Items from a labeling collection ::

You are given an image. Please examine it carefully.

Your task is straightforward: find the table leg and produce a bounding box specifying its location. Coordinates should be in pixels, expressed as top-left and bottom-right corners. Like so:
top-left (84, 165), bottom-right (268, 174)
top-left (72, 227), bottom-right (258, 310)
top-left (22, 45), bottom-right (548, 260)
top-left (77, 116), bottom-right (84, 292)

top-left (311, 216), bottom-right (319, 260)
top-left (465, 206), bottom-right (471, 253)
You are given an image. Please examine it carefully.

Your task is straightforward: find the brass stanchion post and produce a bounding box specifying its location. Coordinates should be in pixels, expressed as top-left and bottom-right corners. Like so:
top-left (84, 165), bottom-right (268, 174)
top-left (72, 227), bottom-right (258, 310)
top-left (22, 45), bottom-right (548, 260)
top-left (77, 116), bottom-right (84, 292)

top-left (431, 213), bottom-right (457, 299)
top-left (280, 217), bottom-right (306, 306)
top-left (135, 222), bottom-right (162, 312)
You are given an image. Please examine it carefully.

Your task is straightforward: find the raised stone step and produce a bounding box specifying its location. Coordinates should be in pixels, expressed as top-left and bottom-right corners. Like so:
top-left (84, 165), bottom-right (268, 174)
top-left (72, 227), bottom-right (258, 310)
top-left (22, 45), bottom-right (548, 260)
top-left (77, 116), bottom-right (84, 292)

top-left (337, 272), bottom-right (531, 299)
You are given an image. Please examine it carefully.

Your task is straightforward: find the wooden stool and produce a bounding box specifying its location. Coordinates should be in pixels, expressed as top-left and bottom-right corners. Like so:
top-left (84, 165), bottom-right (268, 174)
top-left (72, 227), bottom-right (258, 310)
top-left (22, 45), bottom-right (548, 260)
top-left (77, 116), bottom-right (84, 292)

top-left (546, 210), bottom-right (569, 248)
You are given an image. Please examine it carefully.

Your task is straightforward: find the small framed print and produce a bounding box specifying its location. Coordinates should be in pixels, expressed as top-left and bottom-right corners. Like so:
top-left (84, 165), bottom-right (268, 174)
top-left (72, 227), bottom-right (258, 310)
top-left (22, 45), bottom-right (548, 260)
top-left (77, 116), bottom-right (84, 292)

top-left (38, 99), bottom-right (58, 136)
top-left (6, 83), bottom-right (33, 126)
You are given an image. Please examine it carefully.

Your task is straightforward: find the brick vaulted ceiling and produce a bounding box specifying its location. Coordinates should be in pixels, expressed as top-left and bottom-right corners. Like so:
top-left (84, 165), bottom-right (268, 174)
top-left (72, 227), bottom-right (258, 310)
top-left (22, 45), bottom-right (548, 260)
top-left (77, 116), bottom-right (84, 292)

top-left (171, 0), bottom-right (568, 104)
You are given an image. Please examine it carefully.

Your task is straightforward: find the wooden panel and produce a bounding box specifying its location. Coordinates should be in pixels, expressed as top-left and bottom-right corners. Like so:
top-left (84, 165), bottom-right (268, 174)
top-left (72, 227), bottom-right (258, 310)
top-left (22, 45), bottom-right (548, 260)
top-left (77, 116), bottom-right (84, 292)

Stated exercise :: Reproduce the listing word for word, starting at its very first line and ending at the line that contains "top-left (546, 210), bottom-right (569, 248)", with both of those lines included.

Worked solution ::
You are given an image. Please examine it carefully.

Your task is straightforward: find the table leg and produce a bounding box specifying its location. Coordinates should be in pixels, expressed as top-left and bottom-right corners. Like so:
top-left (84, 165), bottom-right (268, 174)
top-left (72, 227), bottom-right (258, 310)
top-left (22, 45), bottom-right (548, 260)
top-left (77, 116), bottom-right (84, 292)

top-left (311, 216), bottom-right (319, 260)
top-left (465, 206), bottom-right (471, 253)
You are given an image. Please examine it carefully.

Your task is straightforward: find the brass stanchion post and produce a bounding box specifying its location. Coordinates should be in pixels, expressed as top-left and bottom-right corners. Like so:
top-left (84, 165), bottom-right (268, 174)
top-left (72, 227), bottom-right (258, 310)
top-left (22, 45), bottom-right (548, 260)
top-left (77, 116), bottom-right (84, 292)

top-left (431, 213), bottom-right (457, 299)
top-left (280, 217), bottom-right (306, 306)
top-left (135, 222), bottom-right (162, 312)
You are given an image. Please examine it carefully.

Your task is straightforward: find the raised stone step and produce a bounding box specifying its location. Coordinates should be in pixels, expressed as top-left and bottom-right corners. Like so:
top-left (84, 165), bottom-right (268, 174)
top-left (72, 227), bottom-right (258, 310)
top-left (22, 45), bottom-right (548, 260)
top-left (77, 116), bottom-right (84, 292)

top-left (337, 272), bottom-right (531, 299)
You are given an image. Please examine it carefully.

Your task is straightforward: find the wooden stool and produce a bounding box specifying its location. Coordinates should be in pixels, expressed as top-left and bottom-right corners. Like so:
top-left (84, 165), bottom-right (268, 174)
top-left (72, 227), bottom-right (258, 310)
top-left (22, 45), bottom-right (548, 260)
top-left (77, 116), bottom-right (84, 292)

top-left (546, 210), bottom-right (569, 248)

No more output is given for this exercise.